WHAT YOU HAVE TO DO:
Please repeat the line that has "the window, the" and all lines after it, exactly as they appear, through the end of the entries.

[[ EXERCISE DATA, beginning ]]

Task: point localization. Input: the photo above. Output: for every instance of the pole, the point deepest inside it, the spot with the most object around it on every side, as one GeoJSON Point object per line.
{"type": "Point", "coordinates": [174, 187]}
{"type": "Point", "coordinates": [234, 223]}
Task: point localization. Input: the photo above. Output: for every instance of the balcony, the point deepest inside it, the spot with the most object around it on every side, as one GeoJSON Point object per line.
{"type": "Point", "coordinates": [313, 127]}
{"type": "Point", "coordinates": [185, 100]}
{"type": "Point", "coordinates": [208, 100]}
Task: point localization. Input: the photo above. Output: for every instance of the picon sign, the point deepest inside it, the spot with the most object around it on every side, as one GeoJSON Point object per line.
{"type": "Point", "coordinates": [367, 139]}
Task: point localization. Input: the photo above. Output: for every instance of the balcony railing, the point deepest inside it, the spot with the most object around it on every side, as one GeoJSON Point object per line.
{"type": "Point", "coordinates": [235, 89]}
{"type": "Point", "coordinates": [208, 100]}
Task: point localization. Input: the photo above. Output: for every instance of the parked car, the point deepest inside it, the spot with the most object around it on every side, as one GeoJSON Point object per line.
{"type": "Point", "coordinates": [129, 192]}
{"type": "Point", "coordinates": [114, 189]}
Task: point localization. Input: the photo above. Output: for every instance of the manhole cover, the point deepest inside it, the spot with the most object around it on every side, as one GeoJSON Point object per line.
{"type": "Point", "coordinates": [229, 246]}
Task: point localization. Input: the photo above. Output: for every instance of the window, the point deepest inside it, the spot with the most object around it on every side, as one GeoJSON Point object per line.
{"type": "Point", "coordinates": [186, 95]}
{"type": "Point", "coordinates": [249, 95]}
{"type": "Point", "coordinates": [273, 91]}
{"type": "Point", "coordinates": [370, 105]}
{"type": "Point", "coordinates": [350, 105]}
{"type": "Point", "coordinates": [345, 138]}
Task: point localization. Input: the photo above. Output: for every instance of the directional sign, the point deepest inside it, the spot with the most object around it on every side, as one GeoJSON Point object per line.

[[ EXERCISE DATA, end ]]

RESPONSE AREA:
Task: point localization. Input: the photo above. Output: for every instance of the window, the point deepest inside it, the spot with the most object around it on every side, as one GeoJSON Point object per line.
{"type": "Point", "coordinates": [186, 95]}
{"type": "Point", "coordinates": [249, 95]}
{"type": "Point", "coordinates": [273, 91]}
{"type": "Point", "coordinates": [370, 105]}
{"type": "Point", "coordinates": [350, 105]}
{"type": "Point", "coordinates": [345, 138]}
Task: point localization. Input: the photo above. Output: for every instance of the directional sign, the point deepest inside it, the spot with the most object around it on every side, as one GeoJSON Point object per line.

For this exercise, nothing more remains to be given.